#### WHAT IS REQUIRED
Below are some records; each one is to be set down again exactly.

#### MATERIAL FOR THIS TASK
::::

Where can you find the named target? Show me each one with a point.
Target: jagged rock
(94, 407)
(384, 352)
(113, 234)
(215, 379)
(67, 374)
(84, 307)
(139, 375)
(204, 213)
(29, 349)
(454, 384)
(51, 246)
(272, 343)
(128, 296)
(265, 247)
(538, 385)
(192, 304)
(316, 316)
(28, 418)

::::

#### WRITTEN ANSWER
Where can you find the named target? Show me each one with a point.
Target: jagged rock
(94, 407)
(384, 352)
(113, 234)
(215, 379)
(67, 374)
(84, 307)
(139, 375)
(204, 213)
(29, 349)
(454, 384)
(51, 246)
(272, 343)
(128, 296)
(265, 247)
(538, 385)
(192, 304)
(316, 316)
(28, 418)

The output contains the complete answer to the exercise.